**Exercise directions**. Output the lines of the rows from the line that contains "Find the thin" to the line that contains "Please outline every instance of the thin", both included, as a JSON list of strings with one string per line and no blank lines.

─── Available data

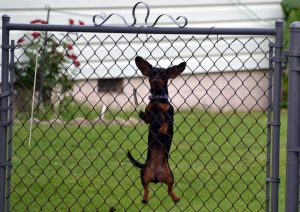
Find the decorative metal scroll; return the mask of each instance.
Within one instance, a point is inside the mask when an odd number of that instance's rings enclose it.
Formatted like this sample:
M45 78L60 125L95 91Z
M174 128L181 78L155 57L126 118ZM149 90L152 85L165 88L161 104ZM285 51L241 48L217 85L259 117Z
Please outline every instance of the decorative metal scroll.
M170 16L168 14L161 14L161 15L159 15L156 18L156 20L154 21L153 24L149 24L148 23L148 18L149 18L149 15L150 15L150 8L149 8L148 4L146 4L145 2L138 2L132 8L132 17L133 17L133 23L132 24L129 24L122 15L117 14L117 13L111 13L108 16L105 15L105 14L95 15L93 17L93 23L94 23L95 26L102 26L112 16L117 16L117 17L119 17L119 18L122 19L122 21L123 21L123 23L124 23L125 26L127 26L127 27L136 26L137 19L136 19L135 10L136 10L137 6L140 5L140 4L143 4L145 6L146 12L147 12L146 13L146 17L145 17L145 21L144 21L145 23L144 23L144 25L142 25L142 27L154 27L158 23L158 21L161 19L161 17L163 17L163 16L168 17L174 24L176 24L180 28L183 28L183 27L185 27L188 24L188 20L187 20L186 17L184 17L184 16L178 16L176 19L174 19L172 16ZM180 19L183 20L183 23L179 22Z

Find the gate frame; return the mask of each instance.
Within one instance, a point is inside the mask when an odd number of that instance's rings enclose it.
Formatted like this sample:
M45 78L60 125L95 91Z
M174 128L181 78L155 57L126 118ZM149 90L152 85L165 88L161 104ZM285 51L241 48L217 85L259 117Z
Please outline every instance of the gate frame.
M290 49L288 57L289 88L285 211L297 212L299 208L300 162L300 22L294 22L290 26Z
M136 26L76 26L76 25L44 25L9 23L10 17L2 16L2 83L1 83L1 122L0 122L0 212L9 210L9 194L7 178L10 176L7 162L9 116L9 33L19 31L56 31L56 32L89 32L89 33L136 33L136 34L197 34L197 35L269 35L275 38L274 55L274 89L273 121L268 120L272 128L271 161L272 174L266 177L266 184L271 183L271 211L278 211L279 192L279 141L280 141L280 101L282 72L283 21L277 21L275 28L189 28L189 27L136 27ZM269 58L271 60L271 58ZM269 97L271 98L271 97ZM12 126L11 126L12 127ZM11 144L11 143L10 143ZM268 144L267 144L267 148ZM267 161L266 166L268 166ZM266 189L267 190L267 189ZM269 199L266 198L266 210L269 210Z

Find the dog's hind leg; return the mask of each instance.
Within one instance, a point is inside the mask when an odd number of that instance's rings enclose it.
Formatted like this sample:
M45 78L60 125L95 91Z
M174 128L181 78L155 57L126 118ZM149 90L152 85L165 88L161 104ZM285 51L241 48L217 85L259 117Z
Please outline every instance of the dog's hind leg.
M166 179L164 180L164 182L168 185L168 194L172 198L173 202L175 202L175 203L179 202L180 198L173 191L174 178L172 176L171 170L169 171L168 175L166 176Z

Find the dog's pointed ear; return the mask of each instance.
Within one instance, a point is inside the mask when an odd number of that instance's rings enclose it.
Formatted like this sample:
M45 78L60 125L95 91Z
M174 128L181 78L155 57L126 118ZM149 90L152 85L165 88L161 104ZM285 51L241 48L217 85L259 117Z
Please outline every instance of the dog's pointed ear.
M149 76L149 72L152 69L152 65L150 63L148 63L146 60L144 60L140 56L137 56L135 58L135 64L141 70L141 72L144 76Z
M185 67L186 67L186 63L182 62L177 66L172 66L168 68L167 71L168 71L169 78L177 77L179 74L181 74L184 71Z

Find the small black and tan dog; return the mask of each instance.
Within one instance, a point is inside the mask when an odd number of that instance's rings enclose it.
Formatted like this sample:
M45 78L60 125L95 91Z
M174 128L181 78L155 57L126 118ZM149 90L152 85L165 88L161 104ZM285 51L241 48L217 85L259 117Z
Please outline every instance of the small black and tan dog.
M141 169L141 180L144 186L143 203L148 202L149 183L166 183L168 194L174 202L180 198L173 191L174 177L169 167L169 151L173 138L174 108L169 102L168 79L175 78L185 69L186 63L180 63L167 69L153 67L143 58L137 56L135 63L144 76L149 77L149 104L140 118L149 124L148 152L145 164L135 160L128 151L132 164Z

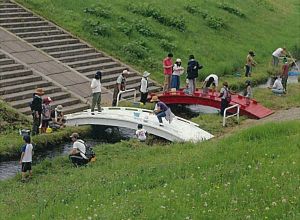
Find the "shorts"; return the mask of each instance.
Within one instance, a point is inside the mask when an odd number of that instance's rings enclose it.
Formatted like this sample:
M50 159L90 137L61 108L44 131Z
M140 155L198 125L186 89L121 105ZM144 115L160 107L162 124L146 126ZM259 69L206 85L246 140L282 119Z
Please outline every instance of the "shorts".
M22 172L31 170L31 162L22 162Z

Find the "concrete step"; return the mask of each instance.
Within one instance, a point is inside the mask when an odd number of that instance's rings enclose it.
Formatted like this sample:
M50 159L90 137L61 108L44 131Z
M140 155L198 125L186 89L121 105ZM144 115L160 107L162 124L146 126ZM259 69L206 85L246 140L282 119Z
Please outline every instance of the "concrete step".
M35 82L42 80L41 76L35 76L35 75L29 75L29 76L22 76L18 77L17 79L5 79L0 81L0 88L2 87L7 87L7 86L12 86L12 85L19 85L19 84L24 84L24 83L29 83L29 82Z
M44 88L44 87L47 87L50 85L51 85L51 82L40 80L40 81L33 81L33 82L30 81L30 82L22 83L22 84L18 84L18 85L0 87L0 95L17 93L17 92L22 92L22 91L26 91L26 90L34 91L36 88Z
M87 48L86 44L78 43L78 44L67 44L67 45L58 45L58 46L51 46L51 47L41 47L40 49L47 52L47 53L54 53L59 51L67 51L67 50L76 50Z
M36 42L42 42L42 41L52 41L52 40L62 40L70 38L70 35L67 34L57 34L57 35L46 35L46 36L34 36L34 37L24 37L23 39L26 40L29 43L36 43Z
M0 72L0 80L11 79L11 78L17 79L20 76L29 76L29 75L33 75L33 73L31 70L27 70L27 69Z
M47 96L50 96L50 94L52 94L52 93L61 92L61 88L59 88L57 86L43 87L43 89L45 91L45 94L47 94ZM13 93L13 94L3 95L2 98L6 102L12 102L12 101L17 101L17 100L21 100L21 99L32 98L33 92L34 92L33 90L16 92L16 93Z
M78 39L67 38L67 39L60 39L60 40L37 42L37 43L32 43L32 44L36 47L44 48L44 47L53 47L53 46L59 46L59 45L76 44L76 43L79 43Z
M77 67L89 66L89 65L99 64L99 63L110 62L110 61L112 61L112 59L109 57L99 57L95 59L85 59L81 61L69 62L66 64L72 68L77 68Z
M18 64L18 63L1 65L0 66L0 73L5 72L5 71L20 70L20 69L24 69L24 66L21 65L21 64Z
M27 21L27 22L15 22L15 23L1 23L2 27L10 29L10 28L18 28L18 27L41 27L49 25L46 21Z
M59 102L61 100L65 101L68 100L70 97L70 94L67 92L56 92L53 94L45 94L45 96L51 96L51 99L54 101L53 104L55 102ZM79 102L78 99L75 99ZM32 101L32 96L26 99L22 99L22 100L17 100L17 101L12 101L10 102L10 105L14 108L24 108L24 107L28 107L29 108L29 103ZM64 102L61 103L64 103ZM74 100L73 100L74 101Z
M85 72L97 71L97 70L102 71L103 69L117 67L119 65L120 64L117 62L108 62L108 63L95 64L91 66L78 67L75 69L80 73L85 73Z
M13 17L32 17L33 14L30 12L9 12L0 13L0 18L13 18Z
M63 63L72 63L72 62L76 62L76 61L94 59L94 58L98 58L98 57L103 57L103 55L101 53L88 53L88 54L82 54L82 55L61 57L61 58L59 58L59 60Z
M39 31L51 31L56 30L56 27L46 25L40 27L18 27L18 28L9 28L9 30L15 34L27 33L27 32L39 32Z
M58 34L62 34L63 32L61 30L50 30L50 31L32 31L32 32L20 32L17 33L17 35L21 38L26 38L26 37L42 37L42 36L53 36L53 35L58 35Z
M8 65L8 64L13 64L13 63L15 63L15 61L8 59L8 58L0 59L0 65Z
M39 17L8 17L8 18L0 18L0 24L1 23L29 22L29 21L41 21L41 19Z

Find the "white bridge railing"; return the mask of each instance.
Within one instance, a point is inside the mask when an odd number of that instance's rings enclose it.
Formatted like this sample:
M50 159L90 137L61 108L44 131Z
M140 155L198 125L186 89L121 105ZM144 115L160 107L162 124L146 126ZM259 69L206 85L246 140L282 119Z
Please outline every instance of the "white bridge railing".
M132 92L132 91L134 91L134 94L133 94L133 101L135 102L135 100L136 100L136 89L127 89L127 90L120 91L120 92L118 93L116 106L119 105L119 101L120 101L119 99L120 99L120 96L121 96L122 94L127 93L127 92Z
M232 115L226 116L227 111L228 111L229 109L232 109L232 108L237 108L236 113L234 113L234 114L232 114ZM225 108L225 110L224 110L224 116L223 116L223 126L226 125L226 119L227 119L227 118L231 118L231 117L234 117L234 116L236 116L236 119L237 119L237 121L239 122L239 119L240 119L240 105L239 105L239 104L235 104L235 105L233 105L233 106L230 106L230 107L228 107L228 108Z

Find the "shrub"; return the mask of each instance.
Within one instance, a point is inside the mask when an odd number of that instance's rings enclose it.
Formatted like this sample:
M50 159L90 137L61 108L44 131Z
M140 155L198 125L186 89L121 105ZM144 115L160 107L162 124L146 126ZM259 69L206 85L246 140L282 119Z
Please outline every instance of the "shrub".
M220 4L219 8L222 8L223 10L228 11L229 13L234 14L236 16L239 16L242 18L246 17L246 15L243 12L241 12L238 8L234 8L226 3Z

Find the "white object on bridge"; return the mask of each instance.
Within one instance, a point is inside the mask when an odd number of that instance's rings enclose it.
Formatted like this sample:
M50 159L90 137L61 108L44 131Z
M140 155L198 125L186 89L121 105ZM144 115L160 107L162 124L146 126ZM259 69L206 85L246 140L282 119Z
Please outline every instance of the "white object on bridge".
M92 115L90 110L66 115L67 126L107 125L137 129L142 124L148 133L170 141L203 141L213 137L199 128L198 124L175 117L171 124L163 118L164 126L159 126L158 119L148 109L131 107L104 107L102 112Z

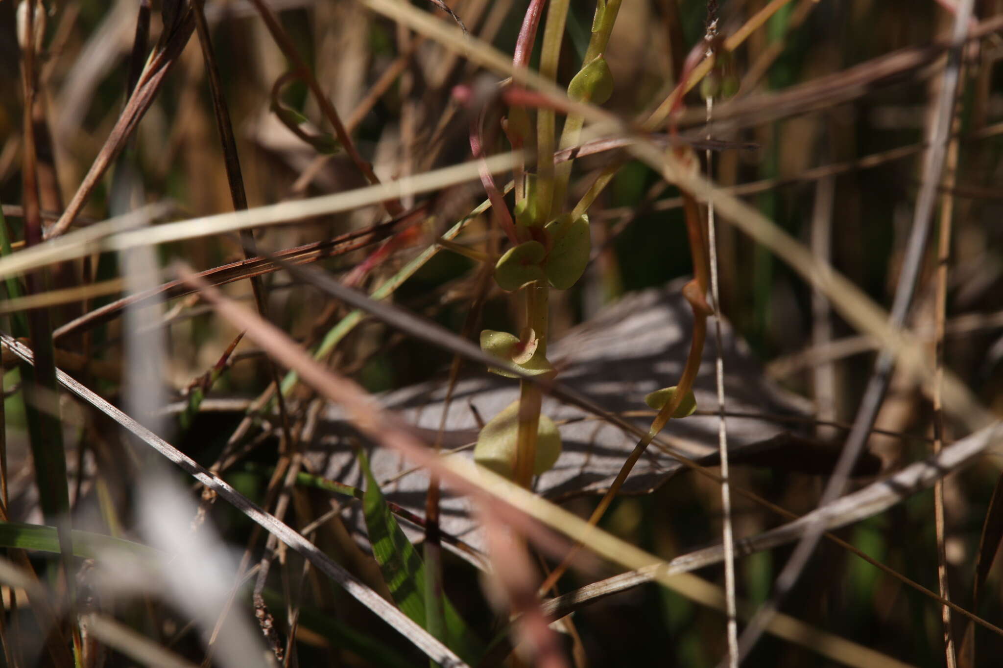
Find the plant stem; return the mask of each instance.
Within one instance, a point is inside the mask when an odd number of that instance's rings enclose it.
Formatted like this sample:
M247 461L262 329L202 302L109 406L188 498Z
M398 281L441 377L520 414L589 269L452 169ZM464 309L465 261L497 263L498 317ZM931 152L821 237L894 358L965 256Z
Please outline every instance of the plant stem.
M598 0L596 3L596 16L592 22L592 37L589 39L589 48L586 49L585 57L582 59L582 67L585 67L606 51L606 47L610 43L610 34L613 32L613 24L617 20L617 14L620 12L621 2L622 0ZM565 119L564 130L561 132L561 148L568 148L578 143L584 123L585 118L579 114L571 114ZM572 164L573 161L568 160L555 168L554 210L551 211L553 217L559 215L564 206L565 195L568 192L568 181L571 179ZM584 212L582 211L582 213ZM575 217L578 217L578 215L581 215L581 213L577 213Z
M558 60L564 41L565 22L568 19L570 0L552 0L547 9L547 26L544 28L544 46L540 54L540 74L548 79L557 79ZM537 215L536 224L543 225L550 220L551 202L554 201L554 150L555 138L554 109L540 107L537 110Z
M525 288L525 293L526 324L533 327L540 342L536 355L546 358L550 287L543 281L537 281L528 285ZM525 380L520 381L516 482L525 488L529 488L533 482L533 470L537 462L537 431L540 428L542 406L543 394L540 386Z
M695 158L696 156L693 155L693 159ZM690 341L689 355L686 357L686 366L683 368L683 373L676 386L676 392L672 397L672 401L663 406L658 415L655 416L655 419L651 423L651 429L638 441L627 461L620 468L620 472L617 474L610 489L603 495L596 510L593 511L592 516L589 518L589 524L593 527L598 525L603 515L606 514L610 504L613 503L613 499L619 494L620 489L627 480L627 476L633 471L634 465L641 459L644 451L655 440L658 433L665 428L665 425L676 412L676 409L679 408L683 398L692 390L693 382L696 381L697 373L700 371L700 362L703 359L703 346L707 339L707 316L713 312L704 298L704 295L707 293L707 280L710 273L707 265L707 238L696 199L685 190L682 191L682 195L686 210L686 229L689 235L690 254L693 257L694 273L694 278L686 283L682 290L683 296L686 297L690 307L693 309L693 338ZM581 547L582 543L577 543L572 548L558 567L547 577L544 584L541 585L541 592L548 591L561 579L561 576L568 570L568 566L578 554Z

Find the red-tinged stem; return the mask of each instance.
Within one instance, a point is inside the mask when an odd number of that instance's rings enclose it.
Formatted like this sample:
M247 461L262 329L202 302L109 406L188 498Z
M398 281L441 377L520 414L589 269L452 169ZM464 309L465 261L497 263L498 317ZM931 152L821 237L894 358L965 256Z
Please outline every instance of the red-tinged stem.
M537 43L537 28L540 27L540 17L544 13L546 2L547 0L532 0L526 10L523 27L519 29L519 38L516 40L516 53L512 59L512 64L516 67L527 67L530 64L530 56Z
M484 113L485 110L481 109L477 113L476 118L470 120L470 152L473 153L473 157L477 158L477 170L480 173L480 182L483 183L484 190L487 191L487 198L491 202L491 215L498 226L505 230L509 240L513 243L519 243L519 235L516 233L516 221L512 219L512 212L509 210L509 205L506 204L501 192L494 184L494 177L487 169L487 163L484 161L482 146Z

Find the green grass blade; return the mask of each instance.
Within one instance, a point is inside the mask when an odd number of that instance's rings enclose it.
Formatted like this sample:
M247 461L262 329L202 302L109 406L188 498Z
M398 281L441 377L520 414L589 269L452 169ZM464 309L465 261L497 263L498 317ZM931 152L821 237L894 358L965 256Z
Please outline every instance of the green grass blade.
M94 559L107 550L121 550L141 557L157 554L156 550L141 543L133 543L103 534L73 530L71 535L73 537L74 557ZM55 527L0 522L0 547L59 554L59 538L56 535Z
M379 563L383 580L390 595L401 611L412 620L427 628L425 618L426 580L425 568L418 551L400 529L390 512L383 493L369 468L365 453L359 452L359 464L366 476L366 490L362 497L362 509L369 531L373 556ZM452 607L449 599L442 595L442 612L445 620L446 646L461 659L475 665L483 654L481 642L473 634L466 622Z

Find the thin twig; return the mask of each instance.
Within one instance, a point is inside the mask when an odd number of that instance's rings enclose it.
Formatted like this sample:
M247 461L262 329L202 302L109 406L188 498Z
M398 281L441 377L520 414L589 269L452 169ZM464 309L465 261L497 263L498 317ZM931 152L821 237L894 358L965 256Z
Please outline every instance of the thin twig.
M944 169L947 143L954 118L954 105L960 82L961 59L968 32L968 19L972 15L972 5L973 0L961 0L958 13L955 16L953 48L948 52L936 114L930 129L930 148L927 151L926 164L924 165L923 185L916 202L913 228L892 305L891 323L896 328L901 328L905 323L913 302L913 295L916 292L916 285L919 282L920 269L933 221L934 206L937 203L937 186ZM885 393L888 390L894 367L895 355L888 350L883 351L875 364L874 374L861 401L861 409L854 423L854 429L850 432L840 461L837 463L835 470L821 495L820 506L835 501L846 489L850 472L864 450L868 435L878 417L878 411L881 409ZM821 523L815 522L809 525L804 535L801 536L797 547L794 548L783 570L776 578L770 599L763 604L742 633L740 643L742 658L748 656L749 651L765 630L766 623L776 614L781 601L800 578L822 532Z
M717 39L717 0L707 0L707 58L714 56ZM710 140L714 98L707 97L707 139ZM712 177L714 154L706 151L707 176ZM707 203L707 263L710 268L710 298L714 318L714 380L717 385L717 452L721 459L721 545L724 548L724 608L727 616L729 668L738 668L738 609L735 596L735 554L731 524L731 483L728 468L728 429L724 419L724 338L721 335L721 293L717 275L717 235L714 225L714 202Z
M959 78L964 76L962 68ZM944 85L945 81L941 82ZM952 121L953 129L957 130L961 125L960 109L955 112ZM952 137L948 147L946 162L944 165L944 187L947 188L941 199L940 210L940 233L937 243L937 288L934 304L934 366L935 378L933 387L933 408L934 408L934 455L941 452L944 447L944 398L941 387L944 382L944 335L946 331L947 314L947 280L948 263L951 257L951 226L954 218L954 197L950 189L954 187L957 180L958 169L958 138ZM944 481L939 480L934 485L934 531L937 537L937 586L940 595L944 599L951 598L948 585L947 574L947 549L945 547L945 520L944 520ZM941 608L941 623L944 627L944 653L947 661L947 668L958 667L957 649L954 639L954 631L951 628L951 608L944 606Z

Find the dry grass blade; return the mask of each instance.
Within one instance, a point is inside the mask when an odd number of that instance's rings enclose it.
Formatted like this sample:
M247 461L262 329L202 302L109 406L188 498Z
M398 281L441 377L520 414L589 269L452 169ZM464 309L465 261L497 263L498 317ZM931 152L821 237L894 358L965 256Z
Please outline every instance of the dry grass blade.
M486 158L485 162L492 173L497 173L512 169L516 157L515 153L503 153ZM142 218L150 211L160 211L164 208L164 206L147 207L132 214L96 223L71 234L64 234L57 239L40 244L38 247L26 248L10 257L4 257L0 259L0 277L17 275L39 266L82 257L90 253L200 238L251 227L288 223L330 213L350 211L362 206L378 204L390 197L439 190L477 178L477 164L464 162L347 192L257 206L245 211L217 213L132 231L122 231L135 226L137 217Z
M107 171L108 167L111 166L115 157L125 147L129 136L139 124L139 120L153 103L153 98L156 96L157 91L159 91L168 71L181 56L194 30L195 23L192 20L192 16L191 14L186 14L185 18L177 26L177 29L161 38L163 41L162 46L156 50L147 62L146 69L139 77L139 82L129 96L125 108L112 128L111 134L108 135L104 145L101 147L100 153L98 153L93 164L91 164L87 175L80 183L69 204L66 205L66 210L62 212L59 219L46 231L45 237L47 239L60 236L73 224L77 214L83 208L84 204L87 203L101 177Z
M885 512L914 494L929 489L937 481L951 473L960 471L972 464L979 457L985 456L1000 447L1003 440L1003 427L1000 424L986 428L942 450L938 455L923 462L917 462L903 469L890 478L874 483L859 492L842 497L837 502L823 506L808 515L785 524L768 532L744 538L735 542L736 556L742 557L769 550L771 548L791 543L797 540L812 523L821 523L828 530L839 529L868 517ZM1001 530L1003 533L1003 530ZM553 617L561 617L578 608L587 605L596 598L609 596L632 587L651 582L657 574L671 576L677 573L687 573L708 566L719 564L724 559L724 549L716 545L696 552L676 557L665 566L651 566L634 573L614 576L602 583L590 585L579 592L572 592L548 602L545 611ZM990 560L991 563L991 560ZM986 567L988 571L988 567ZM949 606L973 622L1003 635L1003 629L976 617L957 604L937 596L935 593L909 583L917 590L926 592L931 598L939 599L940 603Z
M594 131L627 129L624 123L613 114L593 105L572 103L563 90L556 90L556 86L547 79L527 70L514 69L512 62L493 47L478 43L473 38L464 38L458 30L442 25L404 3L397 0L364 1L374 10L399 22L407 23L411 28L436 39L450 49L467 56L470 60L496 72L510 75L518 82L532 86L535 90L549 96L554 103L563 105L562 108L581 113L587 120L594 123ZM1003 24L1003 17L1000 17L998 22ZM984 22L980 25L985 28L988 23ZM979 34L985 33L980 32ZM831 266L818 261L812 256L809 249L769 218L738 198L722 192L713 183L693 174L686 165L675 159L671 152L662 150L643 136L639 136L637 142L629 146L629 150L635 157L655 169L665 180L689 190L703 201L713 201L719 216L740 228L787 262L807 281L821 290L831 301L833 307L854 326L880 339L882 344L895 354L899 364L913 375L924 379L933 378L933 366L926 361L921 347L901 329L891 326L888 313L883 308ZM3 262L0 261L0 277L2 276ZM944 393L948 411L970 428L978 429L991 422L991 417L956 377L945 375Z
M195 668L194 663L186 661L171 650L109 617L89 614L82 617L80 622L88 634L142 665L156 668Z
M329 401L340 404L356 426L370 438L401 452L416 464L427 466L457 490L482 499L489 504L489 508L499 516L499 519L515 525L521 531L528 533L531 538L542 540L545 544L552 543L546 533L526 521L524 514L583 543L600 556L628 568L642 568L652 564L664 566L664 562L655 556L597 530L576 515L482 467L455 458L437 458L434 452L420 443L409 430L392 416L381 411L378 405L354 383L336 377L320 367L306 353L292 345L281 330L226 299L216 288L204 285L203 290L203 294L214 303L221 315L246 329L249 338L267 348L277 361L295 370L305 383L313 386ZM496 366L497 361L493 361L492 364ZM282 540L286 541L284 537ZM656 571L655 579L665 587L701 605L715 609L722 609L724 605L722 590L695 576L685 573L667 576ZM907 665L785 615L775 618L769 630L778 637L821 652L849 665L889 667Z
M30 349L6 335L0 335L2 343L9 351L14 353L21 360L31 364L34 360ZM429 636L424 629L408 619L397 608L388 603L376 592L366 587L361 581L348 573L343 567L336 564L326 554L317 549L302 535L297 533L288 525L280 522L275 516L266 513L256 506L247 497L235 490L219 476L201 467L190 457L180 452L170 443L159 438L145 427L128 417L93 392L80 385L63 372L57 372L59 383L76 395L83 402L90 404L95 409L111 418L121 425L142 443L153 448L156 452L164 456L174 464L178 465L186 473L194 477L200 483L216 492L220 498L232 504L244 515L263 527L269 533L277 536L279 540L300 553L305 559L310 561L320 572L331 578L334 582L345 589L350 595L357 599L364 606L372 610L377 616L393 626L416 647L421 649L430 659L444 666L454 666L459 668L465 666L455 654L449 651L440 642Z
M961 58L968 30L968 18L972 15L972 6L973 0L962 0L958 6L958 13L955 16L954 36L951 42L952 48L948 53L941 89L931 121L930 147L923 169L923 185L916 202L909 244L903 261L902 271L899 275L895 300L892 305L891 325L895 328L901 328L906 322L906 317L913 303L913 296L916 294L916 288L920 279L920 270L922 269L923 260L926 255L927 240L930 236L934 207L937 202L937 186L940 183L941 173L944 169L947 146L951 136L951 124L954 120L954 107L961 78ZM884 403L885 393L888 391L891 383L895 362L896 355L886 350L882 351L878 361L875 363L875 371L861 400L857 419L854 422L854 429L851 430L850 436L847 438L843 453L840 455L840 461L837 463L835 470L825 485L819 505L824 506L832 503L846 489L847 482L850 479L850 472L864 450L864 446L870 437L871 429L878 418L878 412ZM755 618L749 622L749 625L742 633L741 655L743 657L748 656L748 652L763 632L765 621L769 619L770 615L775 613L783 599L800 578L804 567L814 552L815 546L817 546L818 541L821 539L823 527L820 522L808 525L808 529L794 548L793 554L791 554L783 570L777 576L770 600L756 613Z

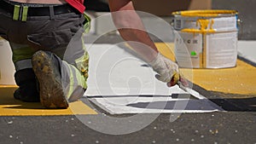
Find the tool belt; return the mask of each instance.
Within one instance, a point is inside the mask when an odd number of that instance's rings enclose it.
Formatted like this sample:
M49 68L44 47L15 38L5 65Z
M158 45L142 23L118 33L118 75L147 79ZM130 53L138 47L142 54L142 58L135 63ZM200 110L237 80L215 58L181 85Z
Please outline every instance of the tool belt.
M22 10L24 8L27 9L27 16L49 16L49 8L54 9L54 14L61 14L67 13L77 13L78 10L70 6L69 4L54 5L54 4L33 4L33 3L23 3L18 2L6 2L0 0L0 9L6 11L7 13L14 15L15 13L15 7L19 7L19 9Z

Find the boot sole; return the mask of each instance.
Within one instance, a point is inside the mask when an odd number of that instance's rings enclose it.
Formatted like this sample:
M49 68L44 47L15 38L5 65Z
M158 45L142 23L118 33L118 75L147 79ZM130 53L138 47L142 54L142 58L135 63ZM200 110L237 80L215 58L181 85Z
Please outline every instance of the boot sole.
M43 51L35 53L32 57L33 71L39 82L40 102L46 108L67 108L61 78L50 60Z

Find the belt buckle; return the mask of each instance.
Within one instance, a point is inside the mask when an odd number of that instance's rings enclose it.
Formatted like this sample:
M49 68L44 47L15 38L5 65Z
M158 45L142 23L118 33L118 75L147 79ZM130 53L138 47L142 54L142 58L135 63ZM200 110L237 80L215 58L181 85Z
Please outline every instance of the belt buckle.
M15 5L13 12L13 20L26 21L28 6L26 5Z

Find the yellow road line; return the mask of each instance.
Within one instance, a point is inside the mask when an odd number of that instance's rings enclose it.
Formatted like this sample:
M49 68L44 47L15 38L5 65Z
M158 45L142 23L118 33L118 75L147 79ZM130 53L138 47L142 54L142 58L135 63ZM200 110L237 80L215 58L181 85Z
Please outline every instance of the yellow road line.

──────

**Task output**.
[
  "Find the thin twig; return the mask of each instance.",
  "Within one instance, a point is inside the mask when an odd number of that instance's rings enclose it.",
  "Formatted like this sample:",
  "M247 461L262 329L202 302L109 406L188 498Z",
  "M398 281L441 377L520 414L589 269L452 169ZM464 309L465 261L497 263L498 317ZM931 152L821 237L894 358L965 256Z",
  "Please outline every instance of the thin twig."
]